**本文抜粋**:

========================

週刊READING LIFE vol.164

学べば学ぶ程、思考不足を痛感したが……《週刊READING LIFE Vol.164 「面白い」と「つまらない」の差はどこにある?》


2022/04/06/公開
記事:山田THX将治(READING LIFE編集部公認ライター)
 
 
結論から書くと、
『プロが書いた文章は“面白い”』
『素人が書いた文章は“つまらない”』
以上である。
 
これが、
『“面白い”文章を書ければプロ』
『“つまらない”文章しか書けなければ素人』
では、面白くない。
何故なら、つまらない結論になってしまうからだ。
 
ただしこの結論には、一つのトリックが内包されている。それは、プロは常に勝負の世界に生きていることだ。面白くない文章ばかりを書いているとその内、仕事を貰うことが出来なくなるだけだ。それが、プロとしての責任だ。
素人の場合、仕事を失う恐れが無い分気が軽だ。私がその‘お気楽な代表’なのだが、無責任に付ならない文章を書き散らかしても、文句を言われることは無いし責任を取る必要も無いのだ。
 
更にトリックを加えると、“面白い”文章が“上手い”文章の裏張りには為らないことだ。
ただし、大概の場合は“下手な”文章は“つまらない”と言い切れるものだ。極たまに、“下手な”文章でも“面白い”文章は有には有る。

========================

**項目一覧**:
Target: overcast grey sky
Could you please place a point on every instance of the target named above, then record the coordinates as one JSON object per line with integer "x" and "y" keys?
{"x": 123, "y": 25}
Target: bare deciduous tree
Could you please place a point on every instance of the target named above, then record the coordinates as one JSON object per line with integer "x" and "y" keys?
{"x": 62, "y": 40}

========================

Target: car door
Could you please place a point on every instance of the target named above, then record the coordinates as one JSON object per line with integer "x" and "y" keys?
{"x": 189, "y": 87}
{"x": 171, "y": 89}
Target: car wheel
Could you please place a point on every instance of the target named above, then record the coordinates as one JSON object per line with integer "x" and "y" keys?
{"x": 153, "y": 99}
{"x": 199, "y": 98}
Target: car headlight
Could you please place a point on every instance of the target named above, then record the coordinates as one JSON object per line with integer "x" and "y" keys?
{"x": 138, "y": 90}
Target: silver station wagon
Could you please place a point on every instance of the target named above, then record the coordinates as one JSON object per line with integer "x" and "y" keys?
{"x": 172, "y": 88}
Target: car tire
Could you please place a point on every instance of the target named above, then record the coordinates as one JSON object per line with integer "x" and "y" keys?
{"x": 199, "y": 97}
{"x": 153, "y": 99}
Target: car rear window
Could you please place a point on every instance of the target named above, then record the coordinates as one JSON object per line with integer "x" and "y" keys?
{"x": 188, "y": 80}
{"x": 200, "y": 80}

========================

**次の課題**:
• a. 本文のうち、「何故なら、つまらない結論になってしまうからだ。」で始まり「し責任を取る必要も無いのだ。」で終わる部分を一字一句そのまま書き写してください。
• b. 本文によると、プロが面白くない文章ばかりを書いているとどうなりますか？

**解答例**:
• a.
何故なら、つまらない結論になってしまうからだ。
 
ただしこの結論には、一つのトリックが内包されている。それは、プロは常に勝負の世界に生きていることだ。面白くない文章ばかりを書いているとその内、仕事を貰うことが出来なくなるだけだ。それが、プロとしての責任だ。
素人の場合、仕事を失う恐れが無い分気が軽だ。私がその‘お気楽な代表’なのだが、無責任に付ならない文章を書き散らかしても、文句を言われることは無いし責任を取る必要も無いのだ。

• b. その内、仕事を貰うことが出来なくなる。